Written task: Copy out all of the records below, swapping every "In this exercise" for "In this task" and leaving everything else unchanged.

Record list:
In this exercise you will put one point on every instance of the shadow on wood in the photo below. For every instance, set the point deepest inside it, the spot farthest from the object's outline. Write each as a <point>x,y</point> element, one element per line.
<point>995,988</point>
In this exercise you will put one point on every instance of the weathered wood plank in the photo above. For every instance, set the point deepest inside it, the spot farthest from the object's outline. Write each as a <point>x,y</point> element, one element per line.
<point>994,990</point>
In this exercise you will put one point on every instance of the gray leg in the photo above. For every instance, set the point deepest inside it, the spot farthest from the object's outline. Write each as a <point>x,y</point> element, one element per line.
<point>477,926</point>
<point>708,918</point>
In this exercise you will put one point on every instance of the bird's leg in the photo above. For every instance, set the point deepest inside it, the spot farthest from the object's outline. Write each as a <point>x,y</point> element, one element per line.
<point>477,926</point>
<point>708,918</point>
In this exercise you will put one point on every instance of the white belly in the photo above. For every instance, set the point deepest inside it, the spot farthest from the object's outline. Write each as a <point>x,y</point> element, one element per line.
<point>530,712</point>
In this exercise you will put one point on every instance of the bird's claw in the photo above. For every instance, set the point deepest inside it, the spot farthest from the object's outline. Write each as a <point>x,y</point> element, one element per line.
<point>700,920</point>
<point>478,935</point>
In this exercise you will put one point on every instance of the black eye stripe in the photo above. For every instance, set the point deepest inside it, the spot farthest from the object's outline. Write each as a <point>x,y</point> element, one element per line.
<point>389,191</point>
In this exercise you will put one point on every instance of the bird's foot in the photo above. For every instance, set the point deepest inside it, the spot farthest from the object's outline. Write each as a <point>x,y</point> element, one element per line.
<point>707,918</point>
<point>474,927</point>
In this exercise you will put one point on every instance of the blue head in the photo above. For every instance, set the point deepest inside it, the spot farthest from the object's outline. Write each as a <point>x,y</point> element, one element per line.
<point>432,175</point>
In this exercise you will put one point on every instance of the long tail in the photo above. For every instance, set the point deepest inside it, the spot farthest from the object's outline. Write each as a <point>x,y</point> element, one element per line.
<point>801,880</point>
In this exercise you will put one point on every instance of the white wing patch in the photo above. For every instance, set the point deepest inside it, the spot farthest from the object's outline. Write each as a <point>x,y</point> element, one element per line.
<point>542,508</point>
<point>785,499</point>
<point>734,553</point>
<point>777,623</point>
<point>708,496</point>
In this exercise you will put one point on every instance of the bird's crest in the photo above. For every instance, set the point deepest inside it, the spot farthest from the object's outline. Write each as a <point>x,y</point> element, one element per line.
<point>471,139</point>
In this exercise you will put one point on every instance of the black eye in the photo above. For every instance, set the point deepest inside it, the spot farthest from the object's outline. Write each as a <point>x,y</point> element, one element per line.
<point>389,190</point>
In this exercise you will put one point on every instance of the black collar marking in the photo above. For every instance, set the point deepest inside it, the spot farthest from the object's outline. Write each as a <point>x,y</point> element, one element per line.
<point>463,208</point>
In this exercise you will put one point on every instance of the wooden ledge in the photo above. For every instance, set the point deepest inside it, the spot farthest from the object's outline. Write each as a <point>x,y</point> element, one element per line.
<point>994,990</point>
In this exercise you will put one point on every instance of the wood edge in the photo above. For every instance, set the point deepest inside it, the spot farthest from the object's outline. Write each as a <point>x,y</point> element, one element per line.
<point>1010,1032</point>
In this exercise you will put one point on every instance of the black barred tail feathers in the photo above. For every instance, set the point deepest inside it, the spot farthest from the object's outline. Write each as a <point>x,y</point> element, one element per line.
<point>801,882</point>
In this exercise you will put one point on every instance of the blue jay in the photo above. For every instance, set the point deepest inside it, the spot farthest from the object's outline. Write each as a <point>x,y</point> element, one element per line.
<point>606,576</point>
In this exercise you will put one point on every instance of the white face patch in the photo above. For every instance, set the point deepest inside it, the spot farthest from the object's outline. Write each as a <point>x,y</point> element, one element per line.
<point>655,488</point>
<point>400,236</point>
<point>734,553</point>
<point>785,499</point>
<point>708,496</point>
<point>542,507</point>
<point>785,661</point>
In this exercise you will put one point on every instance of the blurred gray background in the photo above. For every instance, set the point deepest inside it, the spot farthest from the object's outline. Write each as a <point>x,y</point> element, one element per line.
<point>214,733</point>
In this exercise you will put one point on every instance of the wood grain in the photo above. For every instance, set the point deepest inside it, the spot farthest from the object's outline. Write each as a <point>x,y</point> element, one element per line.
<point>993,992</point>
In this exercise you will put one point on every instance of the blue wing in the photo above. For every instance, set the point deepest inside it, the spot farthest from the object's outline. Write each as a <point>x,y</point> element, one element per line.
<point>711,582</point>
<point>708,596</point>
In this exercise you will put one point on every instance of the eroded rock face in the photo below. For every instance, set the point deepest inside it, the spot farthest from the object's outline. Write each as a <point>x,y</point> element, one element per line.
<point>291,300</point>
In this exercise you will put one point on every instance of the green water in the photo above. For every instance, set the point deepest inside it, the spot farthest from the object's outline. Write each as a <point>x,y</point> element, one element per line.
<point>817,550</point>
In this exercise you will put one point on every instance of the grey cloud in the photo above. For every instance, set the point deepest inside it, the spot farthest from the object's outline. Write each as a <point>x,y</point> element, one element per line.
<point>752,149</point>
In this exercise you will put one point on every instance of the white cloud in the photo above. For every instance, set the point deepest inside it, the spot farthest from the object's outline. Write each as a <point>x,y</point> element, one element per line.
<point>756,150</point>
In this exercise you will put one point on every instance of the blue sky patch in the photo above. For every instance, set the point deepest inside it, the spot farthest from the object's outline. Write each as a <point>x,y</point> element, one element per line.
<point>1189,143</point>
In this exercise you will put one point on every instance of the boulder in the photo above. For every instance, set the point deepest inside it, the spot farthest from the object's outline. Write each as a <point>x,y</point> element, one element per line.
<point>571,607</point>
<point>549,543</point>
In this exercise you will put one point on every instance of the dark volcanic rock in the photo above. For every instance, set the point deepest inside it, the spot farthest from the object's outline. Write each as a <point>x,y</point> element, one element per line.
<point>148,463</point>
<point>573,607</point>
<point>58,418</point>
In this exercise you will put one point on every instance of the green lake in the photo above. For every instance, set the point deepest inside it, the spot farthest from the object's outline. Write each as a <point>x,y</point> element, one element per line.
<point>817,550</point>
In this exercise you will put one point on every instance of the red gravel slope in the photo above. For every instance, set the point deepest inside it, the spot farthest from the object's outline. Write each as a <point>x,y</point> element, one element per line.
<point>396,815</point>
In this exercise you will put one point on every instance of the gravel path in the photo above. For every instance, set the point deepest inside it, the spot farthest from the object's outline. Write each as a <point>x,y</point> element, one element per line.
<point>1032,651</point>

Response to this exercise:
In this task you will put one point on every instance of the shadow on wood in the photo below. For every instance, set the point deepest inside it, the spot farthest from the object's outline. Write each as a <point>x,y</point> element, one element per line.
<point>995,988</point>
In this task you will put one point on every instance of the weathered wood plank in the photo above. For every instance, set the point deepest inside it, the spot farthest from the object's outline. Write each as a <point>x,y</point> element, one element per line.
<point>994,990</point>
In this task you will put one point on every instance of the gray leg in the photo above. For every instance, set the point deepest inside it, the spot farthest from the object's outline. Write each as a <point>x,y</point> element, one element per line.
<point>477,926</point>
<point>708,918</point>
In this task you will put one point on every instance of the bird's leg in the photo above. For every instance, set the point deepest inside it, the spot farthest from the object's outline. Write each as a <point>x,y</point> element, one element per line.
<point>477,926</point>
<point>708,918</point>
In this task you will put one point on every instance of the white belly in the photo above. For every instance, set the point deepest inside it, the spot farthest from the object's outline. Write each as a <point>x,y</point> element, one element per line.
<point>530,712</point>
In this task you will put one point on every instance of the bird's claw in the photo above. For every instance, set the point deepest inside it, the spot farthest from the object's outline. Write each as a <point>x,y</point> element, one element per line.
<point>700,920</point>
<point>478,935</point>
In this task you will put one point on every instance of the black eye stripe in the photo above. For every instance, set the point deepest inside it, the spot farthest from the object's outline. Write each as a <point>x,y</point> element, one element per line.
<point>389,191</point>
In this task you will put one point on every instance of the bird's foot in the photo above. For every instance, set the point deepest inside it, the spot farthest from the object's outline. Write each as a <point>x,y</point> element, one element per line.
<point>707,918</point>
<point>474,927</point>
In this task you will put one point on every instance of the blue head in the photo above. For every instance, set the point deepest inside it, the spot farthest from the object's outline. Write each as a <point>x,y</point> element, one element per line.
<point>432,175</point>
In this task you will put one point on every instance of the long tail in the photo above. For every instance, set the point deepest inside it, the spot farthest from the object's outline. Write each as a <point>x,y</point> element, one element per line.
<point>801,880</point>
In this task you will put one point on every instance of the white wing patch in the photo above. For every instance, set the point deepest inside it, the spot farthest from the object's outline. Write each as a <point>x,y</point> element, one element per line.
<point>542,508</point>
<point>785,499</point>
<point>734,553</point>
<point>777,623</point>
<point>708,496</point>
In this task you will put one point on every instance of the bird's crest in the photo above. For every instance, set the point deepest inside it, the spot farthest from the object's outline. Write each as a <point>x,y</point> element, one element per line.
<point>471,139</point>
In this task you will put one point on every instance of the black eye in the photo above. For every instance, set the point deepest inside it, the spot farthest from the object's outline. Write each as a <point>x,y</point> element, one element per line.
<point>389,190</point>
In this task you will put one point on every instance of the black collar marking in the photo above. For every instance, set the point deepest inside it, the spot farthest from the object's outline. Write each as a <point>x,y</point> element, one element per line.
<point>463,208</point>
In this task you will put one point on every instance of the wooden ledge in the photo above. For every instance, set the point deepest inside it, the spot farthest from the object's outline. Write each as a <point>x,y</point> element, one element per line.
<point>994,990</point>
In this task you will put one point on every instance of the wood edge in the photo above. For every instance, set the point deepest inside it, the spot farthest from the object's outline. Write each as a <point>x,y</point> element, one element per line.
<point>1010,1032</point>
In this task you will put one point on every instance of the black barred tail feathers in the photo above. For every instance, set the point deepest inside it, the spot farthest from the object's outline. Write each as a <point>x,y</point> element, one element per line.
<point>801,882</point>
In this task you will put one point on every instance of the blue jay in the photo above. For every instance, set the point deepest inside it, the spot farthest from the object's outline. Write each as a <point>x,y</point> element, one element per line.
<point>606,576</point>
In this task you will put one point on every instance of the white face patch in the photo above. For every instance, set the point deepest inside it, the spot farthest from the object's outline. Write each as a <point>x,y</point> element, one element per line.
<point>655,488</point>
<point>400,236</point>
<point>734,553</point>
<point>785,499</point>
<point>708,496</point>
<point>542,507</point>
<point>785,661</point>
In this task you will put one point on every instance of the blurred gray background in the photo above. For every instance, set the point deepest inside it, the spot farthest from the object's outline. Write each as a <point>x,y</point> element, one element per line.
<point>214,733</point>
In this task you will put one point on every instance of the wood grain in the photo above. For every instance, set the point deepest inside it, the spot farthest from the object's outline. Write each as a <point>x,y</point> element, one element per line.
<point>993,992</point>
In this task you will put one point on every instance of the blue wing in the photo above. For every instance, set the point deepest inside it, the spot farthest from the object's outline. Write each as a <point>x,y</point> element, one element per line.
<point>711,582</point>
<point>708,596</point>
In this task you will put one point on every instance of the eroded rock face in the photo below. For every instance, set the point deepest inside it, the spot farthest from the object's outline. Write each as a <point>x,y</point> element, one element per line.
<point>291,300</point>
In this task you will put one point on every instance of the green water in the photo above. For every instance, set the point deepest inside it, the spot farthest from the object's outline. Write each as a <point>x,y</point> element, one element per line.
<point>817,550</point>
In this task you will put one point on every instance of the grey cloud in the photo above. For every instance, set the point deepest inside it, the spot farthest from the object's outline. Write each as a <point>x,y</point> element, one element per line.
<point>752,149</point>
In this task you will put one point on every instance of the white cloud in the photo above. For every instance, set the point deepest inside it, the spot farthest from the object's outline. Write each as a <point>x,y</point> element, one element per line.
<point>756,150</point>
In this task you will put one point on every instance of the blue sky patch in the photo above. For every instance, set the point deepest inside it, the spot farthest from the object's outline. Write each as a <point>x,y</point> element, one element per line.
<point>1189,143</point>
In this task you will put one point on every instance of the boulder in the photo above. For every instance, set the point deepest inside it, the spot farthest from the object's outline. Write each as a <point>x,y</point> element, one element per line.
<point>571,607</point>
<point>549,543</point>
In this task you will put one point on every instance of the dark volcanic rock in the photo above. For every instance, set the point deepest inside it, the spot farthest from the object's outline. Write each as a <point>x,y</point> element, one element per line.
<point>148,463</point>
<point>573,607</point>
<point>58,418</point>
In this task you will put one point on every instance of the green lake in the photo above. For every instance, set the point deepest inside it, the spot farthest from the object's outline. Write each as a <point>x,y</point> element, one element per line.
<point>817,550</point>
In this task you will put one point on every instance of the red gravel slope in the photo above. For every instance, set the point deepest inside it, the spot farthest from the object's outline. Write each as a <point>x,y</point> element, one element per line.
<point>396,815</point>
In this task you will put one point on every instance of the gravel path in the photo above. For every instance, set the point deepest inside it, the spot farthest from the object's outline. Write each as a <point>x,y</point> element, one element per line.
<point>1032,651</point>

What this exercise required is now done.